■ To be done: Copy out every row below word for word, and leave the pictures out of your copy.

■ Exercise data:
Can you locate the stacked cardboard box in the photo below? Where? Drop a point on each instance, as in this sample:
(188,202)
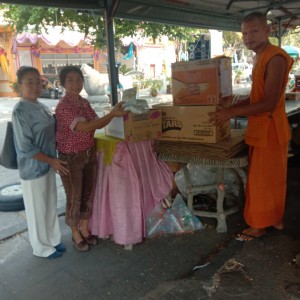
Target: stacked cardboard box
(136,127)
(198,88)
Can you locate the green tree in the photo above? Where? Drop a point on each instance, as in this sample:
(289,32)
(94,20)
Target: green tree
(25,18)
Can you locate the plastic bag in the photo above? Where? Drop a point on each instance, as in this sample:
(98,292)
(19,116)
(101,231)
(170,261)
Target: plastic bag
(176,219)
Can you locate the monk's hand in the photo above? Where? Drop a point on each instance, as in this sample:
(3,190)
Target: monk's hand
(219,117)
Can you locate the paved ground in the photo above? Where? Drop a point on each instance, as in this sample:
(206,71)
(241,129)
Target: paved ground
(199,265)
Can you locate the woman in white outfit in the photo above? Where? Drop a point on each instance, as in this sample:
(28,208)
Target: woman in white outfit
(34,135)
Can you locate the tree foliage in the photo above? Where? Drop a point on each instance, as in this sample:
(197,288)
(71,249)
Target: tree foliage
(26,18)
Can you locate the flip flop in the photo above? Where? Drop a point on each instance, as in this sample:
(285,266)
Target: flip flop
(244,237)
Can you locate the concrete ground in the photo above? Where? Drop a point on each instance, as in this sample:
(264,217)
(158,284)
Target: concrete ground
(199,265)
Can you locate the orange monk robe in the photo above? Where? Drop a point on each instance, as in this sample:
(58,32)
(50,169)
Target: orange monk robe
(267,136)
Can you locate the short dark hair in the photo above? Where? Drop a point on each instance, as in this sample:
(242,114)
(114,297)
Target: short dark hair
(255,16)
(23,71)
(65,71)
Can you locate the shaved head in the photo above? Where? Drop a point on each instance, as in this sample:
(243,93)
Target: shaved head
(256,16)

■ Correct response:
Can you locate the stacked cardboard box in the photo below? Where? Drop a point on each instance, as in this sample:
(188,202)
Target: stacked cardboard box
(136,127)
(198,88)
Can you locate the green tree in the photo above? Where? Drop a point on each instance, as in this sample:
(289,32)
(94,20)
Target: green tree
(25,18)
Can you locate the plastic bag in the photo above? Where? Drop a point on each instance, as in this sample:
(98,292)
(19,116)
(101,231)
(170,261)
Target: plastic bag
(176,219)
Can you locate the monk's hand in the photo above? Where? Drop a point on each instance, as in this sample:
(3,190)
Target: monk's hand
(219,117)
Can you locate the paved ground in the photo above? Where? Drop a point on each instance, as in this sample:
(206,71)
(241,129)
Target: paved ground
(199,265)
Can you locate the woman in white outfit in the photo above? Where? Drop a point on each instance, as in this sample:
(28,208)
Target: woman in white outfit
(34,135)
Can you locate the tree foliage in the photo above? Where? Drop a point on each instance, as in this sample:
(197,288)
(71,249)
Target: tree foliage
(26,18)
Can you locate the flip flop in the photo above? Where? Drop a point on each instance, as in this sample:
(285,266)
Target: flip flop
(244,237)
Can you locate the concrete ground in the photo above? Where? Drop a point on each instance, as in this sample:
(264,217)
(158,284)
Target: concrete ground
(199,265)
Can you locate the orange monk robe in the photo above? Where? Drop a point on each instance, as in this sample:
(58,32)
(50,169)
Target: orange monk robe
(267,136)
Can you locate the short dark hair in the photo above? Where? Drop a point on each instance, as in this sample:
(242,114)
(114,297)
Target: short dark hair
(255,16)
(23,71)
(65,71)
Can you locate the shaved head in the photo above? Where? Drop a point on each instance, as in this sample:
(243,93)
Target: shaved head
(256,16)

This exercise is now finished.